| Given instruction |
Gather every line of the listing below that contains the word "flowering". Case counts.

[Rows from a pointing dataset]
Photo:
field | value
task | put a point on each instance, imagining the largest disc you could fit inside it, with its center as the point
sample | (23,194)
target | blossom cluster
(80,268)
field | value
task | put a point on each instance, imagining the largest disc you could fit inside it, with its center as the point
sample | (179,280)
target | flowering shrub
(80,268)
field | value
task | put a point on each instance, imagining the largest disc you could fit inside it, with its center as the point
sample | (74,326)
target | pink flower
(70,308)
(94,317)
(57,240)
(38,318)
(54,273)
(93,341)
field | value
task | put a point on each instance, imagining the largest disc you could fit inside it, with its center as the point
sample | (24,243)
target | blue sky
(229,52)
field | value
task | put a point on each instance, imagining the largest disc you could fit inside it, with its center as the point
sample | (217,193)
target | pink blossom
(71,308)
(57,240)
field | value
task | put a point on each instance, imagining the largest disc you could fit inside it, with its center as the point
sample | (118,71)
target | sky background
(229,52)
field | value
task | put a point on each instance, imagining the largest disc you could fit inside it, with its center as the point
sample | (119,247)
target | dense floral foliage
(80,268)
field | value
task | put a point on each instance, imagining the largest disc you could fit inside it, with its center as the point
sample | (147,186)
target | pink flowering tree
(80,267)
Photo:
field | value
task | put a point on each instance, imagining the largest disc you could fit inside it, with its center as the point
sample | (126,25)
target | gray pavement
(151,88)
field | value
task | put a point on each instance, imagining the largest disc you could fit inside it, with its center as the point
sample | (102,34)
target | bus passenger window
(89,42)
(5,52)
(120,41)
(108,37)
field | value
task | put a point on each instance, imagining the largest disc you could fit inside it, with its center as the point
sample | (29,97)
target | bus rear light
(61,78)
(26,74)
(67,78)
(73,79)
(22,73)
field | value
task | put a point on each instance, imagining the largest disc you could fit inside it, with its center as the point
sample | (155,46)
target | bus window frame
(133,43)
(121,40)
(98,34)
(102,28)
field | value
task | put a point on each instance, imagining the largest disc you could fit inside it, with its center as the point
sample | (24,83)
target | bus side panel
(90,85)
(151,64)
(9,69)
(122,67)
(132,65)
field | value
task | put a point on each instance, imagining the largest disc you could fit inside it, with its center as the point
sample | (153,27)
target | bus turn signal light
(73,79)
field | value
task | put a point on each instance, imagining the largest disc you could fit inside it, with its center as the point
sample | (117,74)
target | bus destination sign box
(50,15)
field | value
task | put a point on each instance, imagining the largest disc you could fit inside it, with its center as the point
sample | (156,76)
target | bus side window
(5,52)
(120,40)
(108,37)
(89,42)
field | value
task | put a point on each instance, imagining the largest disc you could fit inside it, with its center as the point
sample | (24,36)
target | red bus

| Written answer |
target | flowering shrub
target | pink flowering tree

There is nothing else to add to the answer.